▼▼▼

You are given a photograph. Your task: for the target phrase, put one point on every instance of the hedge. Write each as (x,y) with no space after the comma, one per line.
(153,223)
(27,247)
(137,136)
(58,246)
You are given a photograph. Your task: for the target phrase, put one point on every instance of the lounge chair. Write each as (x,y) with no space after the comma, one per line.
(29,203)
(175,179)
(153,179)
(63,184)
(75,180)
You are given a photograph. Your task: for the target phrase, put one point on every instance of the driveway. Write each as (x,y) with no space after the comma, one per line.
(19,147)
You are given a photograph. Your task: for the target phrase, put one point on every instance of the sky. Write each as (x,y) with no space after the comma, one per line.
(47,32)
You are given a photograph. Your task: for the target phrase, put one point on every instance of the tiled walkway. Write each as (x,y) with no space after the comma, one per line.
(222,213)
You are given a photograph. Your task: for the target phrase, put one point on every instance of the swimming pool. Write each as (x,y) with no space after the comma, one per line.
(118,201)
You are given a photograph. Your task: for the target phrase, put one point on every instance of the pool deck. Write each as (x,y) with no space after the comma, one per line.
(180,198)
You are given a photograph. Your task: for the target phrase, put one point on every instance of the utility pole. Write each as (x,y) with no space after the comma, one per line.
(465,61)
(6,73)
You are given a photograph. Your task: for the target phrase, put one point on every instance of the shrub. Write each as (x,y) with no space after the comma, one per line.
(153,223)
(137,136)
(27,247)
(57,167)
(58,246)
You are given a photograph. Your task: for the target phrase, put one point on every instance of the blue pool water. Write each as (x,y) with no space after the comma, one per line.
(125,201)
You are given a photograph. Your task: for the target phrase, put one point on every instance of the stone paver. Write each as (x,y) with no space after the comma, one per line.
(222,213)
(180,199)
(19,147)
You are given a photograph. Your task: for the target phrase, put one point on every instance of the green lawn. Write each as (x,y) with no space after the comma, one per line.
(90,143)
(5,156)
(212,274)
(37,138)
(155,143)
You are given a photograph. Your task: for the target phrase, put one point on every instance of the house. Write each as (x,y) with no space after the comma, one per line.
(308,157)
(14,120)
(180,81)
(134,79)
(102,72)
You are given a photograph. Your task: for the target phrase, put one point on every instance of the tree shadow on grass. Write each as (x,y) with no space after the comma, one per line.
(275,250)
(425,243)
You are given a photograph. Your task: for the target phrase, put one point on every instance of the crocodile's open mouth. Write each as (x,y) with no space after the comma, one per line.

▲▲▲

Exercise prompt
Print every record above. Keep each one exactly as it is.

Solved exercise
You are given a photograph. Your task: for the target phrase, put one point on every instance of the hedge. Write each as (x,y) with no space after the comma, one per line.
(153,223)
(27,247)
(137,136)
(58,246)
You are given a photograph. Your task: for the target phrase, put one point on every instance of the lounge chair. Write each as (x,y) with no space after the comma, one per line.
(29,203)
(175,179)
(153,179)
(63,184)
(75,180)
You are given a photograph. Your task: for the target phrase, put one point on every instance of the driveway. Write each as (x,y) with no space after the comma, one per line.
(19,147)
You are given a photograph. Your task: for the target phrase, put one point on every instance of the sky. Write each as (x,y) with no space after the comma, one per line.
(47,32)
You are given a photograph. Your task: for the target phrase, put one point on every instance of the tiled walkway. Write each as (x,y) with no space after the comma, one per line.
(222,213)
You are given a photograph. Your task: for the target phrase, put one point on every instance of the swimming pool. Write each as (x,y) with no space after the comma, one per line.
(118,201)
You are given a photograph. Your task: for the target phrase, put one point on every instance of the pool deck. Write each as (x,y) with no space after the comma, one per line.
(180,198)
You are given a photograph. Your task: for the target phrase, put one point on every instance of the utility pole. Write each as (x,y) with no space after the comma, one per line.
(465,61)
(6,73)
You are given a photograph. Your task: for the target phrase, put one point on every instance of the shrub. Write each as (x,y) with no space after the comma, one per line.
(153,223)
(137,136)
(27,247)
(57,167)
(58,246)
You are given a photograph. Your task: for the target phrase, put one point on every instance of the blue pool water. Write each as (x,y) with no space after the comma, one per line.
(125,201)
You are given a photograph. Your task: for the target phrase, put one point on every instance of the stone paver. Write each as (x,y) with no space after the comma, one per line.
(222,213)
(180,199)
(19,147)
You are given a photograph. Your task: for the target phrase, put one point on every instance of the green lawn. Write each as (x,y) with no space after the comma, one per line.
(90,143)
(5,156)
(212,274)
(37,138)
(155,143)
You are given a photograph. Your task: for the target phrase, put one point on every instance of the house. Write each as (x,y) with no space after the comma, one per line.
(308,157)
(14,120)
(180,81)
(134,79)
(102,72)
You are given a photograph. Your task: for the target phrase, put one point on every instance of the tree shadow on grass. Write each as (x,y) with no space after the comma, one per line.
(275,250)
(425,243)
You are given a photograph. Your task: for the target phrase, put one point on every instance of the crocodile's open mouth. Write each as (x,y) with no space after the comma, one per line.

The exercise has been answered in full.